Data records:
____________
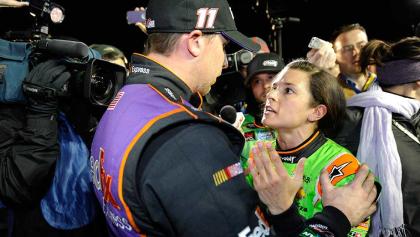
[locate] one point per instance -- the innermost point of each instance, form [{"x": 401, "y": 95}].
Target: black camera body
[{"x": 93, "y": 79}]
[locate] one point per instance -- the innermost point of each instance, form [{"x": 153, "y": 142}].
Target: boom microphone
[
  {"x": 228, "y": 113},
  {"x": 73, "y": 49}
]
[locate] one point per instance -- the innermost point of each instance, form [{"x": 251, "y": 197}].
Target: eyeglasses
[{"x": 349, "y": 48}]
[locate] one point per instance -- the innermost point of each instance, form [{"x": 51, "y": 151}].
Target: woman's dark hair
[
  {"x": 325, "y": 90},
  {"x": 379, "y": 53}
]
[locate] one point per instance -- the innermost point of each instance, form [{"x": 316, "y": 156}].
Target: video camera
[{"x": 94, "y": 79}]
____________
▶ **Problem statement**: Return every line of the listing above that contains the string "point". Matching is case-sensitive.

▶ **Correct response**:
[locate] one point per instance -- the innermost point of each instance, form [{"x": 401, "y": 95}].
[locate] one point per instance -- the innermost point of each instance, form [{"x": 153, "y": 142}].
[locate] one point per instance -- the innermost point of each instance, form [{"x": 251, "y": 197}].
[locate] one point per instance -- the innermost point of each instance, form [{"x": 51, "y": 151}].
[locate] one point per instance -- the innermost point of each instance, form [{"x": 316, "y": 156}].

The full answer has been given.